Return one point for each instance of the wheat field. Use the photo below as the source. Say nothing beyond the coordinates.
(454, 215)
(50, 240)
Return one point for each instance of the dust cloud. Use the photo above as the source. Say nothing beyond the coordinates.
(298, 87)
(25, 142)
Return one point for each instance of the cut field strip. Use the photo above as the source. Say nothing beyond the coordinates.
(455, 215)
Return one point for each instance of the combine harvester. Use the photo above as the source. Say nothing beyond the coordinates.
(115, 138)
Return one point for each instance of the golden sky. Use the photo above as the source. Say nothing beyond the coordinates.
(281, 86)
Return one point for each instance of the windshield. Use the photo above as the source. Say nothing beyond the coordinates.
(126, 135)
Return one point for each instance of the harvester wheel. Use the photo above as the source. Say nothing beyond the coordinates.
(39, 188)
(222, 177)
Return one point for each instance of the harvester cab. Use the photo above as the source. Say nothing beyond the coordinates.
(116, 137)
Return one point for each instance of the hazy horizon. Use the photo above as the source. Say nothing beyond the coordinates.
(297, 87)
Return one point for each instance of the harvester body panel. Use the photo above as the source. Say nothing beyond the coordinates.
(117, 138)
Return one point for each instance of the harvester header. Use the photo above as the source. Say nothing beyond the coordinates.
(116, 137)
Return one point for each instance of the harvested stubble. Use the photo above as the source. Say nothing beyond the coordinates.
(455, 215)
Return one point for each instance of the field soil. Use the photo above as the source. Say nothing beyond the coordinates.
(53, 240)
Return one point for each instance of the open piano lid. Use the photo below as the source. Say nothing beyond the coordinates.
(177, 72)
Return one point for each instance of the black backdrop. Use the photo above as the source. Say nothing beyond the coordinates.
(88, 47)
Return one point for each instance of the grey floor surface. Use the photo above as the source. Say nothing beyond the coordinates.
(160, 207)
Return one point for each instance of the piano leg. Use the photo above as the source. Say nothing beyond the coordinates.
——————
» **TO DO**
Rewrite the rows above as a two-column Markdown table, with "No." holding each line's number and "Line" holding the line itself. Leave out any blank lines.

» **SOLUTION TO THE PROBLEM**
| No. | Line |
|---|---|
| 1 | Return one point for each instance of the wheat field. Use the photo below as the source. Say nothing beyond the coordinates. |
| 2 | (454, 215) |
| 3 | (50, 240) |
| 4 | Return one point for each instance of the dust cloud. Use the photo above as the source. Say nothing beyond the coordinates. |
| 5 | (298, 87) |
| 6 | (25, 142) |
| 7 | Return one point for each instance of the cut field strip. Use the photo above as the source. Say nothing beyond the coordinates. |
| 8 | (455, 215) |
| 9 | Return one point for each instance of the combine harvester. Use the photo above as the source. Say nothing beyond the coordinates. |
| 10 | (115, 138) |
| 11 | Return one point for each instance of the golden sky. Use the photo above as the source. Say nothing beyond the coordinates. |
| 12 | (281, 86) |
| 13 | Return one point for each instance of the windshield. Use the photo above as the source. Say nothing beyond the coordinates. |
| 14 | (126, 135) |
| 15 | Return one point for each instance of the harvester wheel. Use the photo above as the source. Say nothing beyond the coordinates. |
| 16 | (39, 188) |
| 17 | (222, 177) |
| 18 | Return one point for each instance of the harvester cab. Use the photo above as the source. Say nothing beyond the coordinates. |
| 19 | (116, 137) |
| 20 | Return one point for each instance of the hazy horizon. Use the photo above as the source. Say nothing beyond the coordinates. |
| 21 | (297, 87) |
| 22 | Return one point for each instance of the harvester body panel. Use the photo above as the source. Say nothing beyond the coordinates. |
| 23 | (117, 138) |
| 24 | Return one point for each instance of the harvester header. Use the photo above as the source. Say nothing beyond the coordinates. |
| 25 | (116, 137) |
| 26 | Return one point for each instance of the harvested stubble. Use the photo above as the source. Say nothing beyond the coordinates. |
| 27 | (455, 215) |
| 28 | Return one point for each instance of the field soil. Use the photo above as the source. Say nothing beyond the coordinates. |
| 29 | (53, 240) |
| 30 | Return one point for each instance of the open piano lid. Use the photo below as the source. Say nothing beyond the coordinates. |
| 31 | (177, 72) |
| 32 | Return one point for each instance of the black backdrop. Use the photo above as the source. Say nothing beyond the coordinates. |
| 33 | (88, 47) |
| 34 | Return one point for each instance of the grey floor surface. Use the photo above as the source. Say nothing beyond the coordinates. |
| 35 | (160, 207) |
| 36 | Return one point for each instance of the piano leg. Use the photo above as the source. Say nothing beyond the coordinates. |